Plaintiff signed two arbitration agreements during his employment. The first was signed on January 15, 2018, and reads:

You agree as a condition and in consideration for new or continued employment that any dispute or claim that arises out of or that relates to your employment, or that arises out of or that is based upon the employment relationship (including but not limited to any wage claim, FLSA or NYLL claim, any claim for wrongful termination, or any claim based upon any statue [sic], regulation, or law, including those dealing with employment discrimination, sexual harassment, civil rights, age, or disabilities), shall be resolved by arbitration in accordance with the then effective arbitration rules of the State of New York. The arbitration is of no cost to you and will be resolved on a case by case basis to be overseen by an independent and impartial arbitrator. You will have the opportunity to select one arbitrator from a list to be provided. Accordingly, you are hereby notified that you will be unable to seek class certification or class action status via the filing [of] any lawsuit regarding the above-mentioned claims. The decision of the arbitrator will be final and will wholly resolve the aforementioned dispute.
(Arbitration Agreement dated Jan. 15, 2018 (“2018 Arbitration Agreement”), annexed to Defs.' Mem. as Ex. A, Docket Entry No. 34-1.) Plaintiff signed a second agreement on January 18, 2019, which is substantially identical to the 2018 Arbitration Agreement. (Arbitration Agreement dated Jan. 18, 2019 (“2019 Arbitration Agreement”), annexed to Defs.' Mem. as Ex. B, Docket Entry No. 34-2.)

▶ _Parts of the exercise_:
1. Answer these questions from the arbitration excerpt:
(a) On what date did the plaintiff sign the first agreement?
(b) How many arbitrators will the employee be able to select from the provided list?
(c) Under which exhibit letter is the 2019 Arbitration Agreement annexed to Defs.' Mem.?
2. The arbitration excerpt names subjects that the covered statutes, regulations, or laws may deal with. List every one of them.
3. Set down, word for word, the part of the arbitration excerpt that opens with the words containing "(Arbitration Agreement dated Jan. 15, 2018" and closes with "Entry No. 34-2.)".
The items that follow are separate material and have no connection to the arbitration excerpt.

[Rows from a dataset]
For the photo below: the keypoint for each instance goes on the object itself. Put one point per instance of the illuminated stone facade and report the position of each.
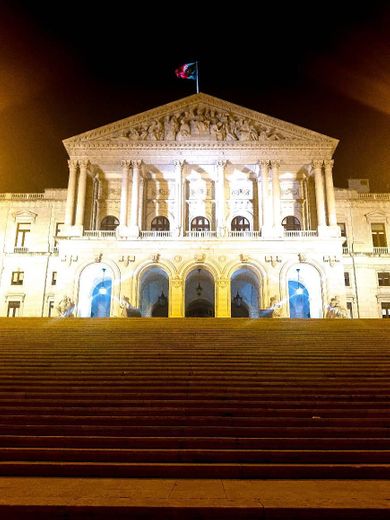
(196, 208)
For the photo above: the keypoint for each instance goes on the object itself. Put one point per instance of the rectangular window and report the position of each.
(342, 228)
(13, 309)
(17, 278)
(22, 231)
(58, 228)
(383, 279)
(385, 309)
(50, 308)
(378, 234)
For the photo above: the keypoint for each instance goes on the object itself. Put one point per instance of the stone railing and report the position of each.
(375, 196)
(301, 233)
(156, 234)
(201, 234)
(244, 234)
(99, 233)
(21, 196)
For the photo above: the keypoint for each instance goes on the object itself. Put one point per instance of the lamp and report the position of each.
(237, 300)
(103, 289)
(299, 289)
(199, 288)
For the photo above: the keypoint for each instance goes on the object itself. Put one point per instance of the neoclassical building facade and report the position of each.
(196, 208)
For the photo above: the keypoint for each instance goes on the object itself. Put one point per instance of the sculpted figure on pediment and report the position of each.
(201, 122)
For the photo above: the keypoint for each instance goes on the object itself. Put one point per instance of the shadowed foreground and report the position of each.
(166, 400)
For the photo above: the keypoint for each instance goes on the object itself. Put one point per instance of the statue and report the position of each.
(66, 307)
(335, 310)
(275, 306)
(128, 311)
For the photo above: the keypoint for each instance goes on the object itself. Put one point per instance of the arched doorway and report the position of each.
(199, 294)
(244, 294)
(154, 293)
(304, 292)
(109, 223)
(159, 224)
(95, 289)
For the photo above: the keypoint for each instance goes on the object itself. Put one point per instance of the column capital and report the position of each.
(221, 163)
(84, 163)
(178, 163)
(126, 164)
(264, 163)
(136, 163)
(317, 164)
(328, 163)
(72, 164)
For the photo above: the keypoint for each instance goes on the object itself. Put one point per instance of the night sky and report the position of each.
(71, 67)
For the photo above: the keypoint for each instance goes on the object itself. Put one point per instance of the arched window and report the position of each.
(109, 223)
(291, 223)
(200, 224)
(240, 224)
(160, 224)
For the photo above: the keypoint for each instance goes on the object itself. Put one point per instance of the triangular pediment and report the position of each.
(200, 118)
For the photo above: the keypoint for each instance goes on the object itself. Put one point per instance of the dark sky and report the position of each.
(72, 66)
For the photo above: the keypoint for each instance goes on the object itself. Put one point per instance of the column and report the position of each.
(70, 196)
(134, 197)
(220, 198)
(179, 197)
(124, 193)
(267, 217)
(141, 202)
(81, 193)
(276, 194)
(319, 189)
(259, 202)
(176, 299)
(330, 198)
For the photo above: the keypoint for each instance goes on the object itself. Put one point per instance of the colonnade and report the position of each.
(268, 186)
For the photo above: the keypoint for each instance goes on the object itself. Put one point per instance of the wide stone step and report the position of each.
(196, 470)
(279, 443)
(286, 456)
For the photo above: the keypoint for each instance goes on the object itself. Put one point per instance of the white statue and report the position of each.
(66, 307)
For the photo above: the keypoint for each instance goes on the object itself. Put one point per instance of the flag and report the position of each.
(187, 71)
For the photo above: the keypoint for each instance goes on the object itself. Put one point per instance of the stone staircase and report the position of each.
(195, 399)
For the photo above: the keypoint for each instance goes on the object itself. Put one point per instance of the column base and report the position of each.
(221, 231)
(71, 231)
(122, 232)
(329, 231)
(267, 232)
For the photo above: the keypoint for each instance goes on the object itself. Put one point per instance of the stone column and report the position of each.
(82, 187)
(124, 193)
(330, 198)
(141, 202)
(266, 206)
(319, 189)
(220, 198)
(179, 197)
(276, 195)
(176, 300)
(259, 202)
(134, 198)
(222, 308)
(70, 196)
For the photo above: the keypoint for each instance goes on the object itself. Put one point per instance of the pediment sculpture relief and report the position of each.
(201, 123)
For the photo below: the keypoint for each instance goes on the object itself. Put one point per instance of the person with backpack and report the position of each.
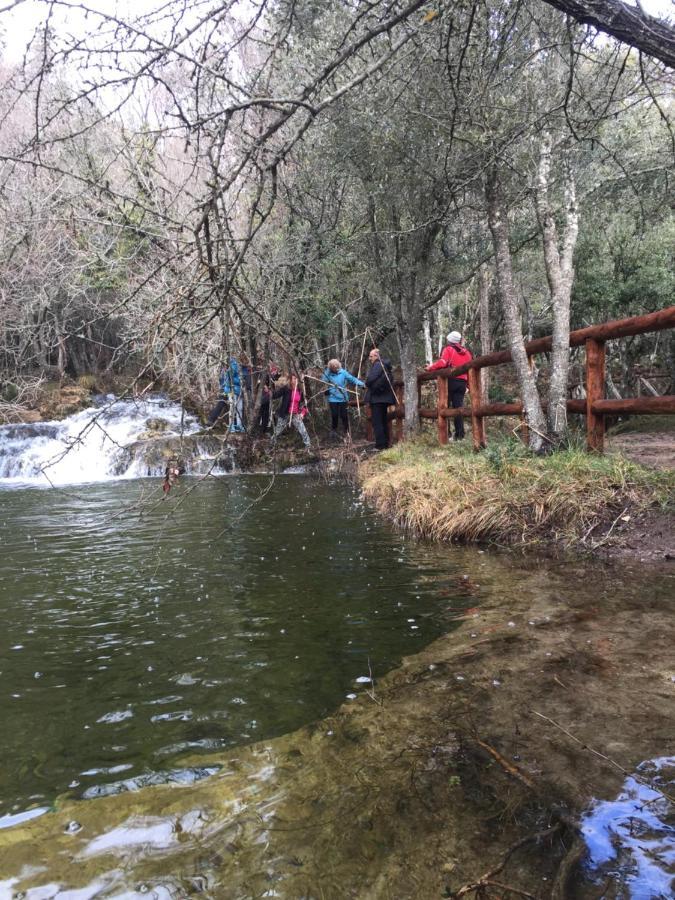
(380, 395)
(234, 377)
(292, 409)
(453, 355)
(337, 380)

▶ _Responses in order_:
1.
(a) January 15, 2018
(b) One
(c) Ex. B

2.
- employment discrimination
- sexual harassment
- civil rights
- age
- disabilities

3.
(Arbitration Agreement dated Jan. 15, 2018 (“2018 Arbitration Agreement”), annexed to Defs.' Mem. as Ex. A, Docket Entry No. 34-1.) Plaintiff signed a second agreement on January 18, 2019, which is substantially identical to the 2018 Arbitration Agreement. (Arbitration Agreement dated Jan. 18, 2019 (“2019 Arbitration Agreement”), annexed to Defs.' Mem. as Ex. B, Docket Entry No. 34-2.)